◆ **DATA PROVIDED**:

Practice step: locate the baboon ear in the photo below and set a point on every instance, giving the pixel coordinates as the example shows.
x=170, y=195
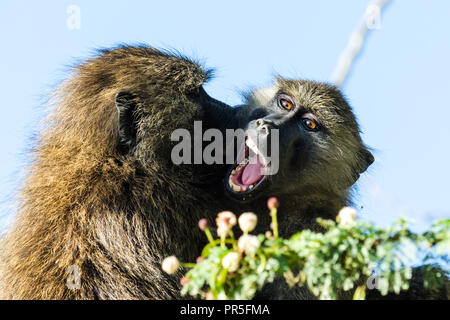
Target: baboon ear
x=366, y=159
x=126, y=107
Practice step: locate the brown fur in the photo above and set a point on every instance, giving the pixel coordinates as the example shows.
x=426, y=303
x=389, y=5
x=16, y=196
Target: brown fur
x=84, y=204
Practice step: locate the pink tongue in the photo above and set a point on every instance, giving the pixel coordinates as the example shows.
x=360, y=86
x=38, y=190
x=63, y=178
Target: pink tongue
x=252, y=173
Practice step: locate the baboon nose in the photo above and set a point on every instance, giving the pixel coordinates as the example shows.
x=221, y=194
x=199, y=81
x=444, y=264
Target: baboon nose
x=263, y=126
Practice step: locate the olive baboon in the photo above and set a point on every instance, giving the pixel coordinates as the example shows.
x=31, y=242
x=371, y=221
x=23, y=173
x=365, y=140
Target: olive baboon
x=102, y=194
x=321, y=157
x=103, y=197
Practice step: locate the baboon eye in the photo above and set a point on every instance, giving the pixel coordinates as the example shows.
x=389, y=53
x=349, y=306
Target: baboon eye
x=286, y=104
x=310, y=124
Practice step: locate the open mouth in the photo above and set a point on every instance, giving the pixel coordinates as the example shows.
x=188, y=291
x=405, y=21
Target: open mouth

◆ **THE PROBLEM**: Reproduce the lines above word for word, omitting the pictures.

◆ **SOLVED PROBLEM**:
Practice step: locate the baboon ear in the photo below and set a point on every instance, giving the pixel coordinates as the example shows.
x=170, y=195
Target: baboon ear
x=366, y=159
x=126, y=107
Practice step: locate the brown fur in the photo above and set a point on every instance, giving the pixel coordinates as the example shows.
x=426, y=303
x=389, y=5
x=16, y=196
Target: brown fur
x=84, y=204
Practice step: locate the pink tongue in the photo above and set a point on every instance, giving the pixel coordinates as the example shows.
x=360, y=86
x=38, y=190
x=63, y=178
Target: pink tongue
x=252, y=173
Practice step: locate the baboon nose in the photo above and set a point on every instance, giving the pixel coordinates as the example shows.
x=221, y=194
x=199, y=81
x=444, y=264
Target: baboon nose
x=263, y=126
Practice step: locate the olive baboon in the photo above and set a point on every instance, giving the pixel coordinates as the example shows.
x=31, y=242
x=371, y=221
x=23, y=173
x=365, y=140
Target: olive baboon
x=102, y=194
x=321, y=157
x=103, y=197
Practice step: locate the baboon eye in the photo above and set a point on every instance, giving the pixel coordinates as the example shows.
x=389, y=53
x=349, y=306
Target: baboon eye
x=286, y=104
x=310, y=124
Practice step: locate the open mouth in the photo above and set a point on every instance, giving the pixel coordinates as the example shows.
x=188, y=291
x=405, y=21
Target: open mouth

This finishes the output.